>> begin TEXT EXCERPT
Every year, the Minnesota Land Trust acknowledges a truly outstanding land steward who has taken the important step of protecting their land permanently with a conservation easement.
In many cases, these landowners go above and beyond, performing restoration work or partnering with Minnesota Land Trust to increase access to nature experiences through a program like Ambassador Lands. Recipients are typically presented their awards at the annual Treasured Places event in the fall.
Learn more below about the landowners who have been recognized in recent years.
2021 Dan and Cindy Rogers
When Dan and Cindy Rogers ponder the question, “What do you leave for those who follow in your footsteps?” their unequivocal response is “open spaces, free from development.”
The Rogers watched the slow, but steady creep of urban sprawl and the subdivision of large farms into 5- or 10-acre homesites near their hometown south of Bemidji. In 2004, they decided to take action and made the decision to protect their land forever. They placed a conservation easement on much of their property and in subsequent years donated two additional easements, protecting more than 600 acres of beautiful landscape.
>> end TEXT EXCERPT
## JOB 1
Condense the paragraph of the land steward award text that begins "The Rogers watched the slow" into a short list that keeps its main facts.
## JOB 2
According to the land steward award text, at what event are recipients typically presented their awards?
## JOB 3
Retype the land steward award text between "Every year, the" and "in the fall.", inclusive.
The data that follow have no connection to the land steward award text.
>> begin DATA ENTRIES
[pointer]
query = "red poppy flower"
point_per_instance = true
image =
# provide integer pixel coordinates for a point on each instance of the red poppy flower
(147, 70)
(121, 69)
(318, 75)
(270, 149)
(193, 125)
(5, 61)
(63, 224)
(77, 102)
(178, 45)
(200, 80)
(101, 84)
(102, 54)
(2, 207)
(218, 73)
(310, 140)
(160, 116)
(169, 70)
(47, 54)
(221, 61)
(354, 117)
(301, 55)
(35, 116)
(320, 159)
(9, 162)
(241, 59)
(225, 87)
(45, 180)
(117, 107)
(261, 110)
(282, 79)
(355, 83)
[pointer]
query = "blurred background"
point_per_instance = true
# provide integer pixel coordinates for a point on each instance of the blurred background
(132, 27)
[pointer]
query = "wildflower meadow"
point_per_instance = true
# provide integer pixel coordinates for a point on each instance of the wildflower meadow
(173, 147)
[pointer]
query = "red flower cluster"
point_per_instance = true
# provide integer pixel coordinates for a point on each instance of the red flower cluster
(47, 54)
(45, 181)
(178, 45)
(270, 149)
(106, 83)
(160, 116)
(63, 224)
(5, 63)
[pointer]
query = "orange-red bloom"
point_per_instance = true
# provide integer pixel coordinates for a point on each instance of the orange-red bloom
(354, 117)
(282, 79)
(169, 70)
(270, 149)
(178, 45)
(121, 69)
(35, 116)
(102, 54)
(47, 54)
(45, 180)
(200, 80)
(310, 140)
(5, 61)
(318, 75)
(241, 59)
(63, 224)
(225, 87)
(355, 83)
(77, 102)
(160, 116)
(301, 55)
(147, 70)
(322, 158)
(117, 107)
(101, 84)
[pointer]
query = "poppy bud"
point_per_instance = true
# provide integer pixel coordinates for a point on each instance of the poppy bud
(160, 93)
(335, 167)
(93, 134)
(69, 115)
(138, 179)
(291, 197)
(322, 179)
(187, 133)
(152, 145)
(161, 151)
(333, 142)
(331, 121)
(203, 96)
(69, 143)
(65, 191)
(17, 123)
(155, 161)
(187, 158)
>> end DATA ENTRIES
## TASK OUTPUT 1
- Dan and Cindy Rogers saw urban sprawl spread and large farms split into 5- or 10-acre homesites near their hometown south of Bemidji.
- In 2004 they decided to protect their land permanently and placed a conservation easement on much of their property.
- They later donated two more easements.
- Together, the easements protect more than 600 acres.

## TASK OUTPUT 2
The annual Treasured Places event in the fall.

## TASK OUTPUT 3
Every year, the Minnesota Land Trust acknowledges a truly outstanding land steward who has taken the important step of protecting their land permanently with a conservation easement.
In many cases, these landowners go above and beyond, performing restoration work or partnering with Minnesota Land Trust to increase access to nature experiences through a program like Ambassador Lands. Recipients are typically presented their awards at the annual Treasured Places event in the fall.